**STATED GOAL:**
Copy out the saved entries below word for word, starting at the line that contains "Quick question about the image above: does any window appear?" and ending at the line that contains "297 156 434 264", including both of those lines.

#### EXERCISE INPUTS

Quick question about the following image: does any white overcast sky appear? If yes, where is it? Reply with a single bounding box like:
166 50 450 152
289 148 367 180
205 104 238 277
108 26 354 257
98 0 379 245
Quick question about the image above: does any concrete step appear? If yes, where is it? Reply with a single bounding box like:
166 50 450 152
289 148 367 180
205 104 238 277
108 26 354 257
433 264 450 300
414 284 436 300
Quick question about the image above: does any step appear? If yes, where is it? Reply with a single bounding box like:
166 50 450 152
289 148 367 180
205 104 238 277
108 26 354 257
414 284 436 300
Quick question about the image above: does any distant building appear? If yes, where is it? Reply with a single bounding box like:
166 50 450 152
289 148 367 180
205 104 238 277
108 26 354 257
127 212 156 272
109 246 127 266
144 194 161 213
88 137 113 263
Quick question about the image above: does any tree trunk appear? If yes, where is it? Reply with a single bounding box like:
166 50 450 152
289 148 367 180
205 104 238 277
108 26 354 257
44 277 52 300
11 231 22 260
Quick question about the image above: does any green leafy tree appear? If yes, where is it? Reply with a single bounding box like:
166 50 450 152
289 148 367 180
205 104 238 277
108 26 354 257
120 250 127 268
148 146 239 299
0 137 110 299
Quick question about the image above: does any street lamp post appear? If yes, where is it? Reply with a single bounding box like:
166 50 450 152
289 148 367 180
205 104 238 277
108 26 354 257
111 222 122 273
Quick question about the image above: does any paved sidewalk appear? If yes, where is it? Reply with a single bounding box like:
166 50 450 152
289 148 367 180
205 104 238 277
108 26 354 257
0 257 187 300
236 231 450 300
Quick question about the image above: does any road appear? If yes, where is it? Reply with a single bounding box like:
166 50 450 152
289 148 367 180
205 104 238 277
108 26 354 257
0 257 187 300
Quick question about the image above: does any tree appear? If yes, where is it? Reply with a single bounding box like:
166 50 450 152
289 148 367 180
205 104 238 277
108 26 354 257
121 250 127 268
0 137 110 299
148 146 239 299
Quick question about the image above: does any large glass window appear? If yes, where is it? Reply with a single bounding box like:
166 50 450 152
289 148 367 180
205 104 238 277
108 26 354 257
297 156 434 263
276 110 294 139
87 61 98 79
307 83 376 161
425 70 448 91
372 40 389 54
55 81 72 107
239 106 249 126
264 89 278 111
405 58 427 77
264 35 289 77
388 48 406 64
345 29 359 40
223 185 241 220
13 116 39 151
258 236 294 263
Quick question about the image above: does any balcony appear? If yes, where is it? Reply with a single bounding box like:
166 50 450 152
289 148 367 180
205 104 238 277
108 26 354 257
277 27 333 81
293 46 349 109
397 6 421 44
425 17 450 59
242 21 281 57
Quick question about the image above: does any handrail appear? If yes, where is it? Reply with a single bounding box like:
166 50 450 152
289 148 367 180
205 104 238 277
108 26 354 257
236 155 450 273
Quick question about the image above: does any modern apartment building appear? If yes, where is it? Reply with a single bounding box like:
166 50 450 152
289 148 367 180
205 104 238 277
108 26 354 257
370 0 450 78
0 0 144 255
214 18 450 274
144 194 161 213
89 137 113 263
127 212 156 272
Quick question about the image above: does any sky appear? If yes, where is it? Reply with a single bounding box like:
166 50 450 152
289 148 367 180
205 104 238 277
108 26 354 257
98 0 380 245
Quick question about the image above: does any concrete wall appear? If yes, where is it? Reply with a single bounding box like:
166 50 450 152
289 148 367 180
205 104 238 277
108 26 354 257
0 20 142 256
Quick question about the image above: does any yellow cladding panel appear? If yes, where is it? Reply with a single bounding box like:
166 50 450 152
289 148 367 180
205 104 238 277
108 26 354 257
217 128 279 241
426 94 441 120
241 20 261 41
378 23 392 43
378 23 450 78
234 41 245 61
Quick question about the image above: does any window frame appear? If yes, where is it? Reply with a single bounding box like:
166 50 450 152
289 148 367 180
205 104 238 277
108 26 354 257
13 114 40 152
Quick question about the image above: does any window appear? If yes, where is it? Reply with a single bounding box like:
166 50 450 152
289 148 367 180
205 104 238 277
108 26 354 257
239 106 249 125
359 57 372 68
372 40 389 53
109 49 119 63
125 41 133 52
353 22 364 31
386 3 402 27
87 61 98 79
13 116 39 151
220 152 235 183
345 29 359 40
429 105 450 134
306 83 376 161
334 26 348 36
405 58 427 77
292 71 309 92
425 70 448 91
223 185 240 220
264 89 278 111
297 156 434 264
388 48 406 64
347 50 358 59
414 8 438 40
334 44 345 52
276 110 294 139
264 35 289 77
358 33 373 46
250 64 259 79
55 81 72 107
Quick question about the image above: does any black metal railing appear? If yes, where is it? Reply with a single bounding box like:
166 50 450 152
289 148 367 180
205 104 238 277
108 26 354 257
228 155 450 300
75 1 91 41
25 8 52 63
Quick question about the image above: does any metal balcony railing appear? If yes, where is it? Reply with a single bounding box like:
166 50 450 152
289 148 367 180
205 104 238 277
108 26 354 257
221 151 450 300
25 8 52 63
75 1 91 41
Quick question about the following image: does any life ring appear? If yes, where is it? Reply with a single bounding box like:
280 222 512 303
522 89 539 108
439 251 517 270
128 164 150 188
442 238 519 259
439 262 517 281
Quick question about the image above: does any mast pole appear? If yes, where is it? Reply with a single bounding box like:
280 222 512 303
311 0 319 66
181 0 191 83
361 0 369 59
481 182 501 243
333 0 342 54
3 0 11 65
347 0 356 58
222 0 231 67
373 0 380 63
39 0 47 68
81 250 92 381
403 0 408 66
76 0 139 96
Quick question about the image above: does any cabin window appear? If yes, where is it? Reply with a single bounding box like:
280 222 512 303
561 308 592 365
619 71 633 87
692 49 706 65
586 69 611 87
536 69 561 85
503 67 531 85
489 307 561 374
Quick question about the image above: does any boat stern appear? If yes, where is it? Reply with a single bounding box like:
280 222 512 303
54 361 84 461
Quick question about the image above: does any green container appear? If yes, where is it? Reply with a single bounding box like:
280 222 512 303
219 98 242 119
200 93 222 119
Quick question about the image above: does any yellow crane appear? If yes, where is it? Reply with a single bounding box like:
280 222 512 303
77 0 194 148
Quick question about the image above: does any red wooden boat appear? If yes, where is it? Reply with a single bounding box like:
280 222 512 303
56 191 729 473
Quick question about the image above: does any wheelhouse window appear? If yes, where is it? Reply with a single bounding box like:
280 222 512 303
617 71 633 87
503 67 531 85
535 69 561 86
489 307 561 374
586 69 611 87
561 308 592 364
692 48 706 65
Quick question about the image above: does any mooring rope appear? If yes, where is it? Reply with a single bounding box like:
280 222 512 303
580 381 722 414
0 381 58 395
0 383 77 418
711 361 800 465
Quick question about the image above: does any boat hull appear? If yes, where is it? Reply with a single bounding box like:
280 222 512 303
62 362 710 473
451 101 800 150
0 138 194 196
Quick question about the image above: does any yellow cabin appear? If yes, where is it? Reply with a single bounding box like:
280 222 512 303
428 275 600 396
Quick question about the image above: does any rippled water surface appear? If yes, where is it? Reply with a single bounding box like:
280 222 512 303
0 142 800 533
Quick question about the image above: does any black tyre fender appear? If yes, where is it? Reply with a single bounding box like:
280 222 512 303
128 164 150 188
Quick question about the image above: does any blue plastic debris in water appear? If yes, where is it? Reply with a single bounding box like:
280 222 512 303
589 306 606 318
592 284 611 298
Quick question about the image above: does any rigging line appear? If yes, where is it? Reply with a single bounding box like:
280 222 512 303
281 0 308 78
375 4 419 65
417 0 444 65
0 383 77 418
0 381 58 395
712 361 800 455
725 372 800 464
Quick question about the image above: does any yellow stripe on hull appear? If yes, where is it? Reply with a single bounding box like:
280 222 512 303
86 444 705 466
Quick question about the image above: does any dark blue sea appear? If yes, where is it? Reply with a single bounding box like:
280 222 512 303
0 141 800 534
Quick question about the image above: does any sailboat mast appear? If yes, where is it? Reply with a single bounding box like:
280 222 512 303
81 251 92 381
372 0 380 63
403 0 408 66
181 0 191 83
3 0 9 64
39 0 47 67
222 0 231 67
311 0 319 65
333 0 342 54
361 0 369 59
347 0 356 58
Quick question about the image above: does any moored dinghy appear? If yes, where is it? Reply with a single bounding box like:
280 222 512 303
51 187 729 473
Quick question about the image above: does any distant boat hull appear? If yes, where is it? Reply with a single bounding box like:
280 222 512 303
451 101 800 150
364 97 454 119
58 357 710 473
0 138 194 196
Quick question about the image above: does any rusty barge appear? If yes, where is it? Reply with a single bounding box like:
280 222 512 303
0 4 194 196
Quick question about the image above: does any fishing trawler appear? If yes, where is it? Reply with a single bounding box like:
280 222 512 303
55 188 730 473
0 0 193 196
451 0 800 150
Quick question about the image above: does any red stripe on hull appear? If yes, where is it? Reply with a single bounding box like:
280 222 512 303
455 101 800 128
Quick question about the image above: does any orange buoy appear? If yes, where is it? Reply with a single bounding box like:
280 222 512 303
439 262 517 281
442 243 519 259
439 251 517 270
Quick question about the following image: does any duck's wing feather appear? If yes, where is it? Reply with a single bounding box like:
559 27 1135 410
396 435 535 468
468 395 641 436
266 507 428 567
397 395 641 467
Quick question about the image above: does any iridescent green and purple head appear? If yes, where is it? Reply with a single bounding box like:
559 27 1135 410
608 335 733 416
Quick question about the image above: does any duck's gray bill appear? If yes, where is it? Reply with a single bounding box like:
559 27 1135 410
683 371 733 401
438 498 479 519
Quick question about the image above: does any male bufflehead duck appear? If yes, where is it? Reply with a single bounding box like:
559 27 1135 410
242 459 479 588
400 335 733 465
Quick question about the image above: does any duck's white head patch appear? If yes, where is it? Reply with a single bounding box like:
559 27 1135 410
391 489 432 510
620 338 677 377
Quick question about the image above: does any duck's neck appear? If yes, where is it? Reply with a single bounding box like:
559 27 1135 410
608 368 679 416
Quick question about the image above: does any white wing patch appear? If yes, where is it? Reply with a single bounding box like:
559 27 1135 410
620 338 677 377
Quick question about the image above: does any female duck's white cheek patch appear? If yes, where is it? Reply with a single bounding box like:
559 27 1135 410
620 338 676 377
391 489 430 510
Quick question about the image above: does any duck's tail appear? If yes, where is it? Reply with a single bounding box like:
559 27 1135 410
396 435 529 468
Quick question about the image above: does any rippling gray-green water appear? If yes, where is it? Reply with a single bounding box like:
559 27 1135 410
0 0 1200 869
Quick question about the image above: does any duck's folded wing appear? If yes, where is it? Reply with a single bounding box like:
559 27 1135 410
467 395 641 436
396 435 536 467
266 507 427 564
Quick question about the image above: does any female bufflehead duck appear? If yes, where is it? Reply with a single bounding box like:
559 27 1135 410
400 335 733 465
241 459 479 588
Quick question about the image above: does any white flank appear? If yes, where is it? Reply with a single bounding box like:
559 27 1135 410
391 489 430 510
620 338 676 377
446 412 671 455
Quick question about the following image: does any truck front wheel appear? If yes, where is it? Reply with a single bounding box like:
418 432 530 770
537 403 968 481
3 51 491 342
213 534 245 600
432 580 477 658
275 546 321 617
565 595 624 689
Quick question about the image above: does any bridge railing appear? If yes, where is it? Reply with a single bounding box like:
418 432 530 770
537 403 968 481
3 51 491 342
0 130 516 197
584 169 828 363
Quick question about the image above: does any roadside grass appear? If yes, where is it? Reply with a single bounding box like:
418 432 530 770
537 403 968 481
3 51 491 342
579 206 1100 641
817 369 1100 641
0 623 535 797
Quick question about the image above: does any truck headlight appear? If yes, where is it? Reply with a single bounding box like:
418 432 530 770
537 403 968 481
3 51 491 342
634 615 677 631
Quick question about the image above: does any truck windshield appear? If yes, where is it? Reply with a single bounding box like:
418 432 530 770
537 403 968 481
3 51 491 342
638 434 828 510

########

**RESPONSE TO THE TASK:**
Quick question about the image above: does any window appear? If yes, where is it? Reply with a single bounding box like:
166 50 450 152
289 148 367 180
205 104 238 277
108 26 354 257
239 106 249 125
359 57 372 68
372 40 389 53
109 49 119 63
125 41 133 52
353 22 364 31
386 3 402 27
87 61 98 79
13 116 39 151
220 152 235 183
345 29 359 40
429 105 450 134
306 83 376 161
334 26 348 36
405 58 427 77
292 71 309 92
425 70 448 91
223 185 240 220
264 89 278 111
297 156 434 264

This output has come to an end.